» How to complete this task
Go through the records and set each one down exactly, skipping any picture.

Natural-language object grounding data:
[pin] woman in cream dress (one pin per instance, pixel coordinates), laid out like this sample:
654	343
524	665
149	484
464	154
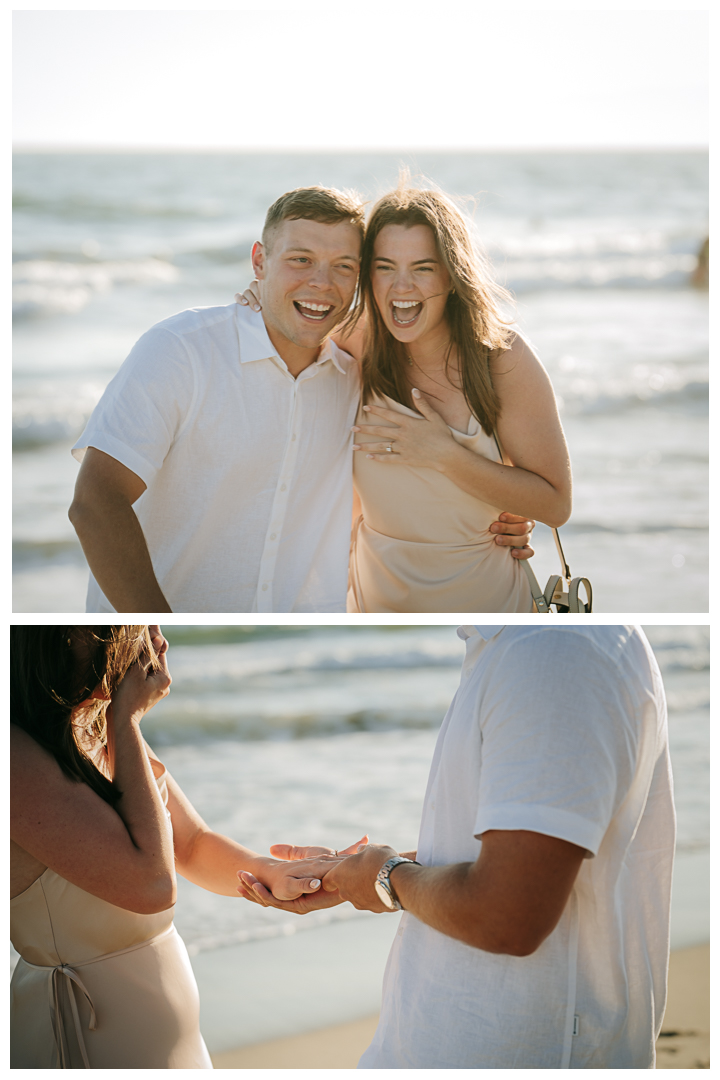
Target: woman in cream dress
458	441
458	420
98	829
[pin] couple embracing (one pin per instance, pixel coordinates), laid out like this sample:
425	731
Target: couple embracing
217	469
535	926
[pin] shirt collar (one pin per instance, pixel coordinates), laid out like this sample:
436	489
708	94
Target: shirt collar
255	342
485	632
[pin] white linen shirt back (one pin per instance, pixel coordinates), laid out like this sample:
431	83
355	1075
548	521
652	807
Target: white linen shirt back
248	470
560	731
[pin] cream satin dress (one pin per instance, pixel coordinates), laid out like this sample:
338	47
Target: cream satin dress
97	986
423	544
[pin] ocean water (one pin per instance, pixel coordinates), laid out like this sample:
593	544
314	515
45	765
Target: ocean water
318	734
598	250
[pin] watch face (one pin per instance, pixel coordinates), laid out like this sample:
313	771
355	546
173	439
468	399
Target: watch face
383	893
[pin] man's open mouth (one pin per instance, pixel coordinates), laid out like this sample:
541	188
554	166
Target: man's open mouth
313	312
405	312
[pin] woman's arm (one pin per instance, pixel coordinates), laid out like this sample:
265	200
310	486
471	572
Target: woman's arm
123	855
537	483
213	861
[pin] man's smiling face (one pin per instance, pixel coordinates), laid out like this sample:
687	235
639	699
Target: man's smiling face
309	272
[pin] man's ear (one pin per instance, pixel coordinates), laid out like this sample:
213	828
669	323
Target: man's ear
258	258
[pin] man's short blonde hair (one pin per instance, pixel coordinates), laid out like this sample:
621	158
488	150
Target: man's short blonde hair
327	205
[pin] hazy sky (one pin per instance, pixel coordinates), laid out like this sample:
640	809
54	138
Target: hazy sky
386	76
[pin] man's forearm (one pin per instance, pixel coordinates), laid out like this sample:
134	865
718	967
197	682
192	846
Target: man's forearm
446	899
118	555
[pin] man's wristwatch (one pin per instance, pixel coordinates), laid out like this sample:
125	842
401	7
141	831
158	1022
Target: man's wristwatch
382	886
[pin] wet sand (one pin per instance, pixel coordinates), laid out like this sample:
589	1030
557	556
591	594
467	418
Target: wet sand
684	1042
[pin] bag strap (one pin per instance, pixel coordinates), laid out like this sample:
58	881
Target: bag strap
538	594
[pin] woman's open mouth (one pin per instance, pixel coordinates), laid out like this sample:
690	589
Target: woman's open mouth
405	312
313	312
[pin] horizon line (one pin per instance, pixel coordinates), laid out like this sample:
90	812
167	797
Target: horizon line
551	148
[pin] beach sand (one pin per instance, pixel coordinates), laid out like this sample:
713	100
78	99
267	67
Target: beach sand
684	1042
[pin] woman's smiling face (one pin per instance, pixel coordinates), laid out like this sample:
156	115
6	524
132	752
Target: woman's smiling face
410	284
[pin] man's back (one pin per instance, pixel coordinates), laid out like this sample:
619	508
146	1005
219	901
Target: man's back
558	731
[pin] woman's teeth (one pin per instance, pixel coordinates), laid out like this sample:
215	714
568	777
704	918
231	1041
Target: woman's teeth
315	311
410	310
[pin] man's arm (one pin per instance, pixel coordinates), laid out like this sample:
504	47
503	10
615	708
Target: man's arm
508	901
110	534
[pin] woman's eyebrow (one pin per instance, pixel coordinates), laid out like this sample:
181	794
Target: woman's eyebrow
383	258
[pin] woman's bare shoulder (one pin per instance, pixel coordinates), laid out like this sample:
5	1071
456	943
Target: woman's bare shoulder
518	356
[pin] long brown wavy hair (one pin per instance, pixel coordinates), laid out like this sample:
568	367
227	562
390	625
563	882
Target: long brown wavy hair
53	672
472	311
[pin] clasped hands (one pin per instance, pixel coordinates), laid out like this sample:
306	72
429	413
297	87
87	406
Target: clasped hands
321	877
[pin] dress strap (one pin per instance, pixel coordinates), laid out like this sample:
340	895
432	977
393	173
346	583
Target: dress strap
55	1011
353	578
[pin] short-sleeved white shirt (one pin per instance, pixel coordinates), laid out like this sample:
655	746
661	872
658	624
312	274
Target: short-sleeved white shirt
248	470
560	731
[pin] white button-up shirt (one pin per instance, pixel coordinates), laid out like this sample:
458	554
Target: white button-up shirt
248	470
561	731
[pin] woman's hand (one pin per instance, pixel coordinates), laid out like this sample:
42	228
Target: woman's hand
145	684
250	297
285	880
424	440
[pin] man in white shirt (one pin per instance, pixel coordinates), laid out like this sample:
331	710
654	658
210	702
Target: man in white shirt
535	931
217	467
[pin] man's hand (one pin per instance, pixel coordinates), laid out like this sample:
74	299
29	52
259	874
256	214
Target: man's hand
252	889
291	852
354	877
515	532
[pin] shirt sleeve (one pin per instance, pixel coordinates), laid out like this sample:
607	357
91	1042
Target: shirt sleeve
146	406
559	740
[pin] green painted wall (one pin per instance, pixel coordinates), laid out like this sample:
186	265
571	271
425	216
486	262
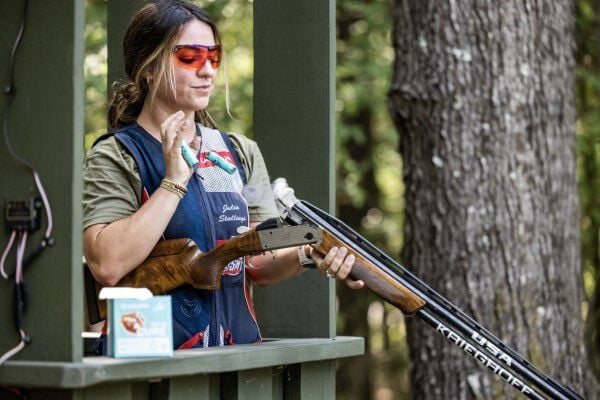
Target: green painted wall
294	94
46	127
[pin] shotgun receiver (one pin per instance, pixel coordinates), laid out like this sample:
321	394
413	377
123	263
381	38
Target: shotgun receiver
177	262
398	286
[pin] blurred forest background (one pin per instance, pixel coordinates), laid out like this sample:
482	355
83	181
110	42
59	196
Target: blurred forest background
369	165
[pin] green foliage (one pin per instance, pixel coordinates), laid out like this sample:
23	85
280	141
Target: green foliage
95	70
369	167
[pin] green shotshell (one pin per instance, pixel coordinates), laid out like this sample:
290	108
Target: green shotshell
221	162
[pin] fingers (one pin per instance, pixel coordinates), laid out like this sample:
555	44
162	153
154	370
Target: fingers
195	145
169	128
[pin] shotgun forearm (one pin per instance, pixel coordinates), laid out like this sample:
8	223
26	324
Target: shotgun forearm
376	280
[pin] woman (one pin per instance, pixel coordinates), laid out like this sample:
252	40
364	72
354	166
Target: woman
139	189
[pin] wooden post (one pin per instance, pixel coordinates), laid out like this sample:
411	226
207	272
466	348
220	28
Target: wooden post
294	94
46	127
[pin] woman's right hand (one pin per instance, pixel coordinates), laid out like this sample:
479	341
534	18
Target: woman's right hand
172	132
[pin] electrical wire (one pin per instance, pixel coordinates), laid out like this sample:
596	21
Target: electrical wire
6	252
20	301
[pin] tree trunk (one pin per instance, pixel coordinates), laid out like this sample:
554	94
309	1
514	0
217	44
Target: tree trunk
483	97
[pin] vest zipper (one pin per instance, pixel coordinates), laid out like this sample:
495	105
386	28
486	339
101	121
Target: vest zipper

» Answer section
[pin] woman in cream dress (one pin per instance, pixel coordinates), laid out like this sample:
654	343
524	665
149	484
464	154
Target: woman in cream dress
458	441
458	420
98	829
[pin] couple embracing (one pin per instance, pixel coordinates), laid out like this sample:
425	731
Target: couple embracing
217	469
535	926
[pin] shirt collar (one pin per instance, pixel coordinates), laid out like this sample:
436	489
708	94
Target: shirt collar
255	342
485	632
[pin] white linen shirt back (one pin per instance, pixel coordinates), laid out like this sample:
431	83
355	1075
548	521
652	807
Target: white linen shirt back
248	470
560	731
[pin] cream satin dress (one pin per instance, pixel coordinates), laid out like this sample:
338	47
Target: cream satin dress
97	986
423	544
[pin] ocean water (one pin per instance, pixel coordinates), laid out like this sample:
593	544
314	515
45	765
Target: ocean water
318	734
598	250
[pin] watch face (one pin per instance, pixel coordinates), laid out like this sample:
313	771
355	546
173	439
468	399
Target: watch face
383	893
[pin] man's open mouth (one pin per instance, pixel coordinates), laid out like this sample:
541	188
554	166
Target: man's open mouth
313	312
405	312
[pin] woman's arm (one pin per instance, pixel coordinates), laid out like this sample:
265	200
310	486
471	572
Target: woman's arm
123	855
537	483
213	861
[pin] man's smiling face (one pin per instance, pixel coordinates), laid out like this sample:
687	235
639	699
Target: man's smiling face
309	272
[pin] man's ear (one pin per instance, pixel coordinates), laid out like this sample:
213	828
669	323
Target: man's ear
258	258
[pin] man's short blonde hair (one pin per instance, pixel coordinates), laid out like this sample:
621	158
488	150
Target: man's short blonde hair
327	205
[pin] hazy sky (one pin per instance, pixel coordinates), laid out like this sample:
640	809
54	138
Target: hazy sky
386	76
[pin] man's forearm (one pin per instance, pixel coordinates), laid out like this sample:
134	865
718	967
197	682
192	846
Target: man's forearm
446	899
118	555
[pin] man's wristwatch (one pin per instance, pixel coordinates), laid out like this sample:
125	842
401	7
141	831
158	1022
Target: man's wristwatch
382	886
[pin] wet sand (one pin per instance, pixel coordinates), laid out like this sample:
589	1030
557	556
591	594
467	418
Target: wet sand
684	1042
[pin] bag strap (one pin per instance, pixel coordinates), laid out like this sample:
58	881
Target: bag strap
538	594
[pin] woman's open mouth (one pin per instance, pixel coordinates), laid out like this sample:
690	589
Target: woman's open mouth
405	312
313	312
[pin] horizon line (one pin per instance, pixel coordinates), laid out like this sample:
90	812
167	797
Target: horizon line
551	148
[pin] beach sand (one pin per instance, pixel coordinates), laid out like this sample:
713	100
78	99
267	67
Target: beach sand
684	1042
[pin] woman's smiling face (one pin per instance, pixel coordinates), laid out like this sample:
156	115
6	524
132	752
Target: woman's smiling face
410	284
[pin] man's back (one pin per instance, pixel coordinates), laid out like this sample:
619	508
146	1005
219	901
Target: man's back
558	731
[pin] woman's teeth (one pin per instance, pixel coordinates), laid out like this sample:
215	714
568	777
704	918
231	1041
Target: woman's teeth
315	311
410	310
[pin] man's arm (one pin per instance, pixel coordinates), laid out like this sample:
504	47
503	10
615	708
Target: man's arm
508	901
110	534
[pin] woman's eyebrow (one pin per instance, pixel coordinates), laid out like this sample:
181	794
Target: woman's eyebrow
383	258
[pin] woman's bare shoulder (one pin per instance, pixel coordinates), laid out like this sample:
5	1071
456	943
Target: woman's bare shoulder
518	356
[pin] long brown wavy hair (one pin per instance, pixel coordinates), laid out like this sample:
568	367
227	562
390	625
563	882
Target: long brown wavy hair
53	672
472	311
[pin] clasped hands (one pin per instance, pixel coordinates), laid out like this sample:
306	72
429	413
297	87
87	406
Target: clasped hands
321	877
[pin] dress strap (one pin per instance, pixel coordinates), laid out like this sample:
340	895
432	977
393	173
346	583
Target: dress strap
55	1011
353	578
[pin] short-sleeved white shirt (one pin per instance, pixel coordinates), laid out like this sample:
655	746
661	872
658	624
312	274
Target: short-sleeved white shirt
248	470
560	731
[pin] white button-up shirt (one pin per instance, pixel coordinates), laid out like this sample:
458	554
Target: white button-up shirt
248	470
561	731
[pin] woman's hand (one pin per instance, pixel coordinates), laid out like this sample:
42	228
Target: woman's hand
145	684
250	297
285	880
424	440
[pin] man in white shirt (one pin per instance, pixel coordinates), laid out like this sample:
331	710
654	658
210	702
Target: man in white shirt
535	931
217	467
[pin] man's hand (one pin per instance, pixel coordinates), laid out like this sample:
74	299
29	52
259	874
256	214
Target: man's hand
252	889
291	852
354	877
515	532
[pin] shirt sleeve (one pin per instance, pixel coordinates), laid out like this sample:
607	357
91	1042
Target: shirt sleeve
146	406
559	740
[pin] green painted wall (one pin per instance, pixel coordinates), laid out like this sample:
186	265
571	271
425	216
486	262
Target: green painted wall
294	94
46	127
[pin] shotgun receiver (one pin per instance, pixel coordinates), laid out like this sample:
321	394
413	377
123	263
381	38
Target: shotgun receiver
177	262
398	286
[pin] blurred forest background (one pin per instance, pixel coordinates), laid out like this sample:
482	355
83	181
110	42
59	196
Target: blurred forest background
369	165
[pin] green foliage (one pin per instance, pixel coordinates), laid out like this sample:
23	85
280	141
Target: green foliage
95	70
369	167
[pin] green shotshell (one pin per instance, pixel coordinates), laid out like this sample:
290	108
Target: green shotshell
221	162
[pin] fingers (one pin per instance, pixel coordinates), laid out like this sample:
555	44
162	153
154	370
Target: fingers
195	145
169	128
[pin] shotgun forearm (one pin per instance, pixel coordinates), laid out like this sample:
8	223
26	324
Target: shotgun forearm
376	280
[pin] woman (one pin per instance, pixel coordinates), laid out like this sample:
252	40
364	72
354	166
Target: woman
139	189
[pin] wooden post (one pin per instance, pixel coordinates), laid out like this sample:
411	226
207	272
466	348
220	28
Target: wooden post
294	94
46	127
[pin] woman's right hand (one pin per instance, pixel coordinates), laid out like this sample:
479	341
534	18
Target: woman's right hand
172	132
[pin] electrical wire (one pin per instance, pixel coordinates), laid out like this sample:
596	21
Target: electrical wire
6	252
20	301
[pin] tree trunk (one pin per instance, pixel coordinates), laid out like this sample:
554	94
309	1
514	0
217	44
Target: tree trunk
483	97
[pin] vest zipper (one pin per instance, pixel coordinates), laid out like this sample:
495	105
386	28
486	339
101	121
Target: vest zipper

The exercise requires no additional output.